→ Information supplied:

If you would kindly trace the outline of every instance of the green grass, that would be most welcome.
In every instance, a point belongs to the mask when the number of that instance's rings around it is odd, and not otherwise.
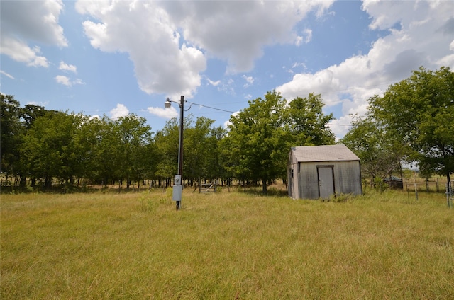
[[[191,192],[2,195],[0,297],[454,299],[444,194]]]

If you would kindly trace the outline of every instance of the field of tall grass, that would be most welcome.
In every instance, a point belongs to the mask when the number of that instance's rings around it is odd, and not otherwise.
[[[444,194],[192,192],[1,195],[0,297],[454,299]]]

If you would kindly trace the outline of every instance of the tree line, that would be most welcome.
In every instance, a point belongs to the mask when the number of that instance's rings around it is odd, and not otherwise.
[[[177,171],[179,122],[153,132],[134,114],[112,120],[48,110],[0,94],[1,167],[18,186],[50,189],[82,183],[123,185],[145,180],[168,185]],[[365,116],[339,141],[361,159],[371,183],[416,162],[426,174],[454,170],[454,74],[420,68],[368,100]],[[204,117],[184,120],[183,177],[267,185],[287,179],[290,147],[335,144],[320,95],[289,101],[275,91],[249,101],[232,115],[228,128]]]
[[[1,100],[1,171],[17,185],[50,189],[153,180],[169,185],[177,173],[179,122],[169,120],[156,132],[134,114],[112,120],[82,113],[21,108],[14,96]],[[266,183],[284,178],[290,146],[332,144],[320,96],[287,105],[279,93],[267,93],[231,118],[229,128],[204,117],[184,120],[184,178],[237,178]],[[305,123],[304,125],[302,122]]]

...

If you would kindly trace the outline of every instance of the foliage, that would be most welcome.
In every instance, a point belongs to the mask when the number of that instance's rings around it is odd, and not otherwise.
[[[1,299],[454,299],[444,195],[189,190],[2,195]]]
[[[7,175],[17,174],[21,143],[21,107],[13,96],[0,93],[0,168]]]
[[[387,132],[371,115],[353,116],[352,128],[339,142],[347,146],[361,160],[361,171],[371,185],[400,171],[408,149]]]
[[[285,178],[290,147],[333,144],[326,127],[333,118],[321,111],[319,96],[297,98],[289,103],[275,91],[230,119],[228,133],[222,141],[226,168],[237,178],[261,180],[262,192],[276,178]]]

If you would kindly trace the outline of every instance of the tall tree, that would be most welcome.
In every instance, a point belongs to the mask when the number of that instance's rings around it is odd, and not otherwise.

* * *

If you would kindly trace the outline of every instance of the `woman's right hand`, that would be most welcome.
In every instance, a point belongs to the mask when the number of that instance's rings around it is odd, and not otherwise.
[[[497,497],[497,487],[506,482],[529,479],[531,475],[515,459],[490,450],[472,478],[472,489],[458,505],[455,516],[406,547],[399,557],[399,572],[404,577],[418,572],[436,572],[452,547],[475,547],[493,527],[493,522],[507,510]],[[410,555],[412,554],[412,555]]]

→ Objective: Arrange the part of the material that opens with the line containing "green grass, that would be most welcome." and closes with the line containing "[[[444,194],[192,192],[1,195],[0,297],[454,299]]]" as a JSON list of strings, one string per line. Leave out blank lines and pictures.

→ In response:
[
  "If you would kindly trace the outline of every instance of the green grass, that would be most welcome.",
  "In every instance, a point belongs to the mask when the number of that instance's rings around it is odd, and not otherwise.",
  "[[[191,192],[2,195],[0,297],[454,299],[444,194]]]",
  "If you would kindly trace the outline of every instance of the field of tall grass, that would be most welcome.",
  "In every instance, a point belongs to the mask when the number of that instance's rings around it is odd, and not otherwise.",
  "[[[444,194],[192,192],[1,195],[0,297],[454,299]]]"
]